EJERCICIO PROPUESTO A:
Según el texto sobre la espiritualidad cristiana, ¿cómo se define la espiritualidad?

La palabra
espiritualidad evoca muchas ideas diferentes que responden, a su vez, a diversos
modelos antropológicos y formas de concebir la vida cristiana. Frente a una
concepción dualista de la persona (compuesta de alma y cuerpo), y una teología
que coloca a Dios –y lo espiritual- en un cielo lejano a “los gozos y las
esperanzas, las tristezas y las angustias de los hombres de nuestro tiempo...”
(Gaudium et Spes, 1), definiremos espiritualidad como la forma de vida del
discípulo de Jesús que se deja guiar por su Espíritu.
La espiritualidad
no es sólo la vida de oración. No es una parte de la vida cristiana, el rato que
dedicamos a hacer silencio o a nuestras devociones privadas, sino el conjunto de
nuestra vida, en todas sus dimensiones. Una vida verdaderamente cristiana,
espiritual, integrará esta dimensión con el resto de las dimensiones del ser
humano: política, social, económica, familiar, sexual, racional,... La vida
entera está llamada a ser vivida bajo la inspiración del Espíritu de
Jesús.
A lo largo de la
historia de la Iglesia el Espíritu ha ido animando a personas y comunidades a
descubrir nuevos acentos y formas de vivir. Algunas de estas formas de vida o
“espiritualidades” han tenido una importancia decisiva. Basta recordar el
movimiento franciscano en la Edad Media. La pregunta que nos inquieta ahora es:
¿podemos, al menos, clarificar algunos de los elementos que una espiritualidad
cristiana en el siglo XXI?
Para comenzar
andar es necesario, como nos pide Jesús en el Evangelio, revisar lo que hay en
nuestra bolsa para quedarnos con lo mejor y aligerar lo que es peso inútil. La
espiritualidad del siglo XX se ha ido viendo iluminada, sin lugar a dudas, por
las reivindicaciones de los grandes movimientos de renovación que desembocaron
en el Concilio Vaticano II: el bíblico, el litúrgico, el ecuménico, el
comunitario, el carismático, el catecumenal. A ellos hay que añadir la
conciencia afinada o despertada por todos los movimientos de liberación, en
especial el obrero, el feminista, el homosexual, el Negro y el de los pueblos
del Tercer Mundo. Que no falte, además, la sal de la nueva conciencia ecológica
y planetaria, mitad globalizada, mitad nacionalista (entendiendo el nacionalismo
como la defensa en diálogo de lo que cada cultura y pueblo aporta a la gran
familia humana: su lengua, constumbres, tradiciones, idiosincrasia...).

MATERIAL DE ENTRADA:
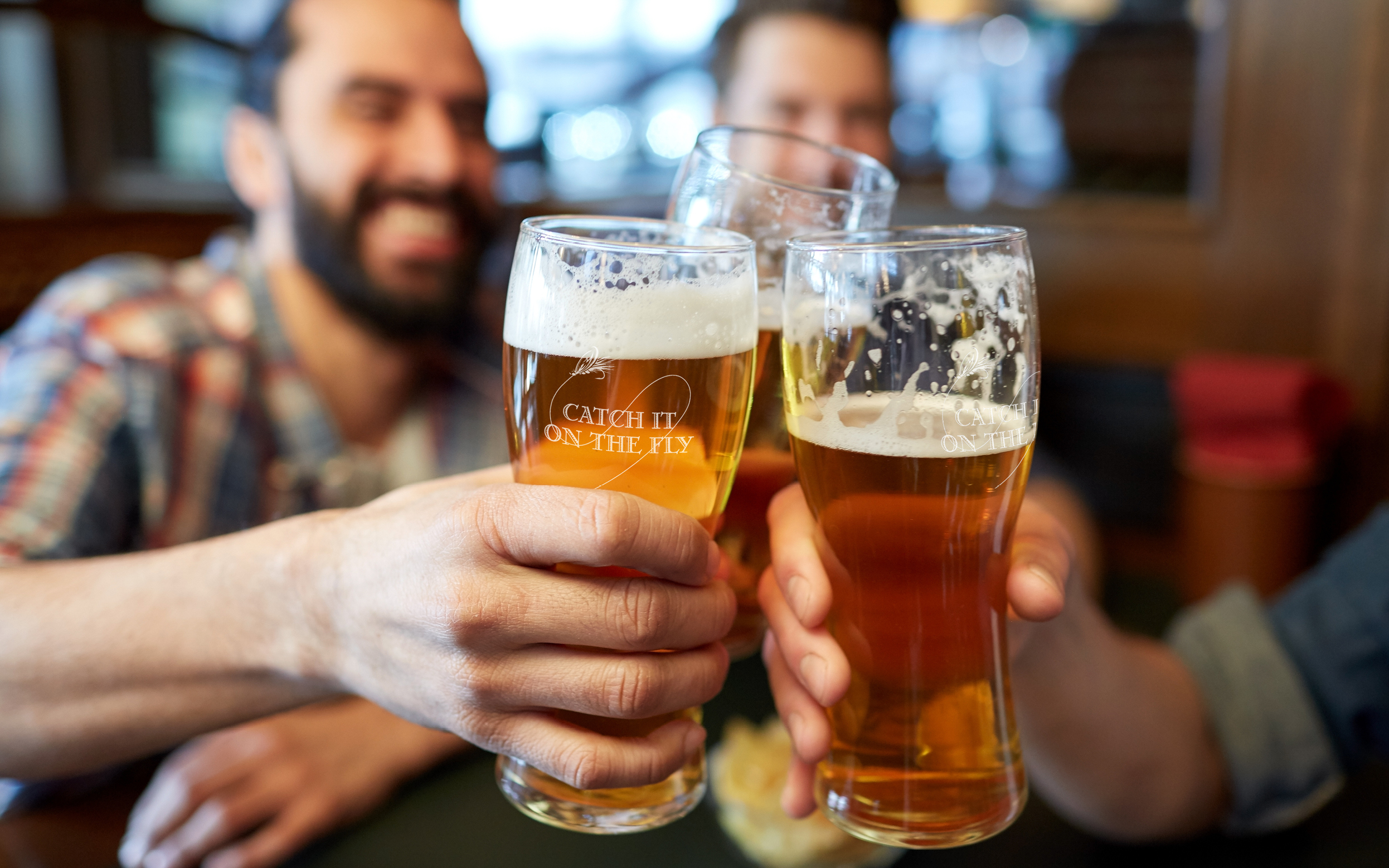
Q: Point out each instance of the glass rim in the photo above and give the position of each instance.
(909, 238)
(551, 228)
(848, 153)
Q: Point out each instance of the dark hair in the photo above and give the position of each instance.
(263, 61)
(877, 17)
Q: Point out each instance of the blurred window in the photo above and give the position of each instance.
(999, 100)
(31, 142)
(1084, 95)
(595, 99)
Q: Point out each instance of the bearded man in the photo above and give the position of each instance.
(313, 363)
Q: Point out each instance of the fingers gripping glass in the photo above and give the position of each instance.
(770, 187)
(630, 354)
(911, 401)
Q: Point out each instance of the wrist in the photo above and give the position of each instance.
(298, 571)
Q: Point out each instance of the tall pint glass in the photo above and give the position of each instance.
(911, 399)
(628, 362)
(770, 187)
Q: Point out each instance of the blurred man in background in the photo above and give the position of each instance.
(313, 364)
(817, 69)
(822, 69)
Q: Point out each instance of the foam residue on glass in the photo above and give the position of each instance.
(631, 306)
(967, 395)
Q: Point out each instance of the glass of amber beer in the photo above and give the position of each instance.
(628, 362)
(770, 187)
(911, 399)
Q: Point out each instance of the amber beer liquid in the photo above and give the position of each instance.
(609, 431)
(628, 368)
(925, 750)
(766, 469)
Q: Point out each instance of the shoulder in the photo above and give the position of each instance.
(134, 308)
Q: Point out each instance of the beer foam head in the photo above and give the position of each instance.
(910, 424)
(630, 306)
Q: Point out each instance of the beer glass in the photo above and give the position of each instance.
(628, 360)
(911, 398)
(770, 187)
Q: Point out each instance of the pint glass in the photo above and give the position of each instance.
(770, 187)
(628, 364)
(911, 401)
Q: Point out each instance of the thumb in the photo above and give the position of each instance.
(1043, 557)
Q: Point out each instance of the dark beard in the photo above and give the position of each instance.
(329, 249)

EJERCICIO PROPUESTO B:
Transcribe sin cambios las líneas de los registros que van desde la que contiene "Q: Point out each instance of the pint" hasta el final de los registros, ambos extremos incluidos.

RESULTADO A:
Como la forma de vida del discípulo de Jesús que se deja guiar por su Espíritu.

RESULTADO B:
Q: Point out each instance of the pint glass in the photo above and give the position of each instance.
(770, 187)
(628, 364)
(911, 401)
Q: Point out each instance of the thumb in the photo above and give the position of each instance.
(1043, 557)
Q: Point out each instance of the dark beard in the photo above and give the position of each instance.
(329, 249)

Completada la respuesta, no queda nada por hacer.